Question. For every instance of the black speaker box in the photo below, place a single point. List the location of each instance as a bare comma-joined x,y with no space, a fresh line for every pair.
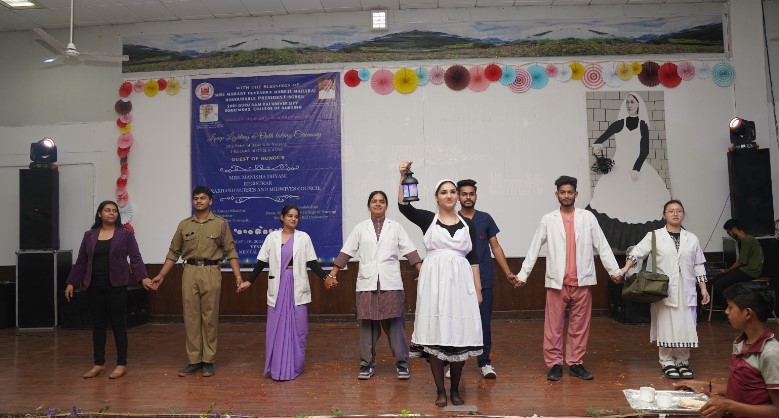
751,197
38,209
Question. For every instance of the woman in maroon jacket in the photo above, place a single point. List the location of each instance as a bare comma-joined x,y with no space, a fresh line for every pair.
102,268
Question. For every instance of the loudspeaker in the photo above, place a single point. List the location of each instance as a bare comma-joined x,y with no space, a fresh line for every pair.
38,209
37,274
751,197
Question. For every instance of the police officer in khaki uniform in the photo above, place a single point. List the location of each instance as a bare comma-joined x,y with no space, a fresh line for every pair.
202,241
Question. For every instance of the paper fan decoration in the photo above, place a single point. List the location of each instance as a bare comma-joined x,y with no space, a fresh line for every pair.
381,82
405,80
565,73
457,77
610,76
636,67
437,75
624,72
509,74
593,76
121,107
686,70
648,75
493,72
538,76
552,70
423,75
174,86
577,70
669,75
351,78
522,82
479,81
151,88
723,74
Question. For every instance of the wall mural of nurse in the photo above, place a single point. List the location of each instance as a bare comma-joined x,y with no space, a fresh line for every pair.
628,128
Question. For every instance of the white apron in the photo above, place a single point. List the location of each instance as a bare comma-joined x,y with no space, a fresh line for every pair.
# # # # #
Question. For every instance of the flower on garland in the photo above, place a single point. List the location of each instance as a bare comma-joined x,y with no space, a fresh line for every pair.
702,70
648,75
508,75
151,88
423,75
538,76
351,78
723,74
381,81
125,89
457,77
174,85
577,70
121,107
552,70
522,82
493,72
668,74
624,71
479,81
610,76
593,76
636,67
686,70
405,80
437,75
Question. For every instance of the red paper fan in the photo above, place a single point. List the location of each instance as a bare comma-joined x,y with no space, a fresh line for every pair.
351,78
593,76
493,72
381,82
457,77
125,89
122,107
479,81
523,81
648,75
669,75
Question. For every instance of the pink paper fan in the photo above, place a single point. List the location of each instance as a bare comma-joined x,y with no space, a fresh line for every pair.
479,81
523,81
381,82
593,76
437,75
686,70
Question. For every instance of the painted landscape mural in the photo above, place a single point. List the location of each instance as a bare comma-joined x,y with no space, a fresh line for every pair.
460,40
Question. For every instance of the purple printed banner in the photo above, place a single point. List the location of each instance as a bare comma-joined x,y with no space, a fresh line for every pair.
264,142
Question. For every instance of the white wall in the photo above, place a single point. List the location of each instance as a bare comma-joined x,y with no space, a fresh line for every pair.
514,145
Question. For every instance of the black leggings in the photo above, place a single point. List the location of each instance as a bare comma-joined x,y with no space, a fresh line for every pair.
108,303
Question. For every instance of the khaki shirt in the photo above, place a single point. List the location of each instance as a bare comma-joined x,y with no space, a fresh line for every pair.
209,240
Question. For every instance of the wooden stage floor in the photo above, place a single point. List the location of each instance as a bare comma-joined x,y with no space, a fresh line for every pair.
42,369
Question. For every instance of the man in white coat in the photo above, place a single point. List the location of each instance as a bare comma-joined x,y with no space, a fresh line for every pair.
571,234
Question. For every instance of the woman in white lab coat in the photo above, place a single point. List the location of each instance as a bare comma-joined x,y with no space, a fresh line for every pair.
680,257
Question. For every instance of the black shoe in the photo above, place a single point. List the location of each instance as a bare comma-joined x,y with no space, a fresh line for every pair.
# # # # #
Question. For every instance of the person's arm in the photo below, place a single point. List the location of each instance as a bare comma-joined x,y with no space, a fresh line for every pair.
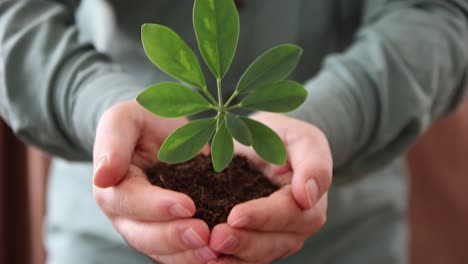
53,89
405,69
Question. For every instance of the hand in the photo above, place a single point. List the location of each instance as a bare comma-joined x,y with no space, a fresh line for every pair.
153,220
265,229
# # # # #
## 目標
上記の記録のうち、「Question. For every instance of the woman in white」を含む行から「Question. For every instance of the black shoe」を含む行までを、両端の行も含めてすべて書き直し、解答の座標の各数値に8を加えて位置をずらしてください。出力はこの範囲の行のみとしてください。

## 最終結果
Question. For every instance of the woman in white lab coat in the photo above, place a single point. List the location of each instance as a bare comma-joined x,y with no space, a fresh line for every pair.
688,265
Question. For every instance of the black shoe in the photo above, place a single point. List the location of each instance as a bare comma-joined x,y with no space, a fresh line for every pair.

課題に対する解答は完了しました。